● **PROBLEM STATEMENT**:
Starting at the first line, reproduce the listing below in full, exactly as given.

● **DATA TO EXAMINE**:
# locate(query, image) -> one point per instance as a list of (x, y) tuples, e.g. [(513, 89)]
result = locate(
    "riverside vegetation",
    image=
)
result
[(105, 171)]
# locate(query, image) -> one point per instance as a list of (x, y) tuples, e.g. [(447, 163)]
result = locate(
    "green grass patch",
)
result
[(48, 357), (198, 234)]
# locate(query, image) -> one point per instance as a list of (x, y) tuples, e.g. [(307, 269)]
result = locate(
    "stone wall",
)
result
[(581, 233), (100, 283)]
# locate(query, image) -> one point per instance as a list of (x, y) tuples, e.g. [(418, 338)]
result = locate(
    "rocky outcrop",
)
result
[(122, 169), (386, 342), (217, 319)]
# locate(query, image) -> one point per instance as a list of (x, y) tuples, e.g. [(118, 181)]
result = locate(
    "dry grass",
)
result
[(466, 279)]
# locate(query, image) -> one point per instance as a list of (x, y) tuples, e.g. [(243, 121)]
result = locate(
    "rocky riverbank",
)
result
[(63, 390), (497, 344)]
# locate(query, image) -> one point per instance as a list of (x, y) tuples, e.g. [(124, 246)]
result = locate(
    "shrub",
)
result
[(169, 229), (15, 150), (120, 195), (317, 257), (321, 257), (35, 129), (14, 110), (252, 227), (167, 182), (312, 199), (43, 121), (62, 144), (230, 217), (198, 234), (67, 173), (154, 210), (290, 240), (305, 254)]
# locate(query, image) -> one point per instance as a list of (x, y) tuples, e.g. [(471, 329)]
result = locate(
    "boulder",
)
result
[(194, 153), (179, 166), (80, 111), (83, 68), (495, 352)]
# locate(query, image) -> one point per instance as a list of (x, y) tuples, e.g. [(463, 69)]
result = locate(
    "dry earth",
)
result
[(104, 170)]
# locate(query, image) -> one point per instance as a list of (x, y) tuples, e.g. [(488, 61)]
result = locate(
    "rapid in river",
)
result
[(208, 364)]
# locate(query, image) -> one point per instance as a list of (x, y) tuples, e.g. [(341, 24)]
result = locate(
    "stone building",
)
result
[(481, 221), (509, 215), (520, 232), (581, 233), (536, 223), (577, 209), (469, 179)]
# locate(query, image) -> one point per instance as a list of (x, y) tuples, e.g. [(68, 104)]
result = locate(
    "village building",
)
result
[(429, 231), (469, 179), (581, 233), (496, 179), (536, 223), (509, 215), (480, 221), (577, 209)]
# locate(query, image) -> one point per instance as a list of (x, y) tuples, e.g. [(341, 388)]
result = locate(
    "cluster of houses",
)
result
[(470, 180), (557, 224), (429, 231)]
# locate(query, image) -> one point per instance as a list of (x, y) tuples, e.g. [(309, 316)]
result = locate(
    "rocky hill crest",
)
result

● **RESULT OF THE TASK**:
# locate(query, image) -> one point per instance as a list of (x, y) tuples, e.g. [(513, 89)]
result = locate(
    "riverside vegetation",
    image=
)
result
[(105, 171)]
# locate(query, image) -> one point per instance as a list of (x, y) tuples, e.g. [(447, 163)]
result = locate(
    "green grass patch",
)
result
[(48, 357), (198, 234)]
# locate(query, image) -> one point per instance as a list of (x, y) tuples, e.g. [(307, 269)]
result = locate(
    "stone wall",
)
result
[(581, 233), (100, 283)]
# locate(query, image) -> one point per instance as a list of (x, y) tuples, e.g. [(418, 338)]
result = locate(
    "rocky outcrop",
)
result
[(122, 169), (386, 342), (217, 319)]
# locate(query, image) -> one point per instance as a list of (x, y) tuples, e.g. [(118, 181)]
result = locate(
    "dry grass",
)
result
[(466, 279)]
# locate(query, image) -> one point per instance as a list of (x, y) tuples, e.g. [(243, 121)]
result = locate(
    "rocky riverbank",
)
result
[(63, 390), (497, 344)]
# locate(query, image) -> one point per instance as a list of (x, y) tuples, e.g. [(124, 246)]
result = locate(
    "shrub",
)
result
[(169, 229), (15, 150), (120, 195), (317, 257), (321, 257), (35, 129), (14, 110), (252, 227), (167, 182), (312, 199), (43, 121), (62, 144), (230, 217), (198, 234), (67, 173), (154, 210), (290, 240), (305, 254)]
# locate(query, image) -> one point per instance as a list of (x, y) tuples, e.g. [(471, 329)]
result = locate(
    "boulder",
)
result
[(194, 153), (179, 166), (80, 111), (83, 68), (495, 352)]
# locate(query, image) -> one point per instance as a list of (x, y) tuples, e.g. [(463, 69)]
result = locate(
    "dry earth",
)
result
[(104, 170)]
# locate(query, image) -> one point per instance as a list of (x, y) tuples, e.g. [(488, 61)]
result = locate(
    "rapid in river",
)
result
[(208, 364)]
# locate(query, image) -> one point per instance as a list of (x, y) tuples, e.g. [(341, 24)]
result = locate(
    "stone building",
)
result
[(481, 221), (509, 215), (520, 232), (581, 233), (536, 223), (577, 209), (469, 179)]
# locate(query, image) -> one point per instance as a list of (x, y) tuples, e.g. [(68, 104)]
result = locate(
    "village building",
)
result
[(429, 231), (469, 179), (581, 233), (496, 179), (536, 223), (509, 215), (480, 221), (577, 209)]
# locate(query, image) -> one point per instance as a list of (x, y) tuples, e.g. [(341, 388)]
result = locate(
    "cluster of houses",
)
result
[(470, 180), (557, 224), (429, 231)]
# locate(query, image) -> one point per instance as a list of (x, y) tuples, e.g. [(309, 316)]
result = locate(
    "rocky hill crest",
)
result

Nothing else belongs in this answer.